▶ Assigned task
Copy verbatim the lines of the source records below, from the first line through the line containing "negative clicks: (299, 759) (499, 835)", with that line included.

▶ Source records
_____

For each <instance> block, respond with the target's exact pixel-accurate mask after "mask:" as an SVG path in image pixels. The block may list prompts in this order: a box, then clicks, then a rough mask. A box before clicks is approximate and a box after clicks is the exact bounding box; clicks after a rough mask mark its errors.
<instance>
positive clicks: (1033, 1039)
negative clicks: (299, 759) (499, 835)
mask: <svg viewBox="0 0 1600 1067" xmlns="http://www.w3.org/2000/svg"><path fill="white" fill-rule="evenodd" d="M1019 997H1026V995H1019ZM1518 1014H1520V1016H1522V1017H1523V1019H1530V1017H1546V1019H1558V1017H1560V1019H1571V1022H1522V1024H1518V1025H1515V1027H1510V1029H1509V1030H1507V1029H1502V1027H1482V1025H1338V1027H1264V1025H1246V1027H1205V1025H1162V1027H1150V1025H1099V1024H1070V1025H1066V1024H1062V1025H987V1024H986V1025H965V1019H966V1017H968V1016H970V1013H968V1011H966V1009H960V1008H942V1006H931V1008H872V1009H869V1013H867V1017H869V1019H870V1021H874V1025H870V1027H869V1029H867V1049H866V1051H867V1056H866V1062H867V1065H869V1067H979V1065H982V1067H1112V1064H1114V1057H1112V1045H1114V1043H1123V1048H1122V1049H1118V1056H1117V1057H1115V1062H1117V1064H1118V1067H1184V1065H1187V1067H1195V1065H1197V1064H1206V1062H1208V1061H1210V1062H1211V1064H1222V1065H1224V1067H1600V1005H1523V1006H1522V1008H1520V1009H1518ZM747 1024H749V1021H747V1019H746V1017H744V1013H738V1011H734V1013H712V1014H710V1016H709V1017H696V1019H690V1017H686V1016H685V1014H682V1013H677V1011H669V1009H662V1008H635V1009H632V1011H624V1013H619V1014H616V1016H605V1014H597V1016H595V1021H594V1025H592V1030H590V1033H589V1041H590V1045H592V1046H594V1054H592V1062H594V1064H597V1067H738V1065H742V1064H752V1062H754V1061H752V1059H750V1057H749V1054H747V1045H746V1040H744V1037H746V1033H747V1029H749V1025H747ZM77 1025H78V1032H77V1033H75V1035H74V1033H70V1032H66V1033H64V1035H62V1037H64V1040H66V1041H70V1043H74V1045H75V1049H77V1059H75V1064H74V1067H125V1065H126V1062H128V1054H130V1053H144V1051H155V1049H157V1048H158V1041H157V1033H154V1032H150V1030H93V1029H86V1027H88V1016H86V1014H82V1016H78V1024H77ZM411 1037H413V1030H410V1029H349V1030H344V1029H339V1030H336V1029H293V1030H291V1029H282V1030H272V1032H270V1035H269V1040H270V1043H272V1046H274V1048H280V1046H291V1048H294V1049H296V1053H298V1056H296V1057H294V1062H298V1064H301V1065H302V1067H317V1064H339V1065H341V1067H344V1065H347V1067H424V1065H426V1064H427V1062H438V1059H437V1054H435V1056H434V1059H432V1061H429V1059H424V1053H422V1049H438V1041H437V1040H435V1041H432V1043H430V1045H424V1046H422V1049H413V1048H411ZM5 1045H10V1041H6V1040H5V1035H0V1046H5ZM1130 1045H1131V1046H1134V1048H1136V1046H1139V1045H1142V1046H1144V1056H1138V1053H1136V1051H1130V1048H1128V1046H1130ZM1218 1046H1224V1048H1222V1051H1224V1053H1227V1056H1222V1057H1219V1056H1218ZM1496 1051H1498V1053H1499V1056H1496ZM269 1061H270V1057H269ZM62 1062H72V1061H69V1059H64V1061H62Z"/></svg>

_____

▶ Solution to this problem
For each <instance> block, respond with the target's exact pixel-accurate mask after "mask:" as an SVG path in image pixels. The block may list prompts in this order: a box, then clicks, then a rough mask. A box before clicks is approximate and a box after clicks is the exact bounding box; clicks after a rough mask mark its errors.
<instance>
positive clicks: (1033, 1039)
negative clicks: (299, 759) (499, 835)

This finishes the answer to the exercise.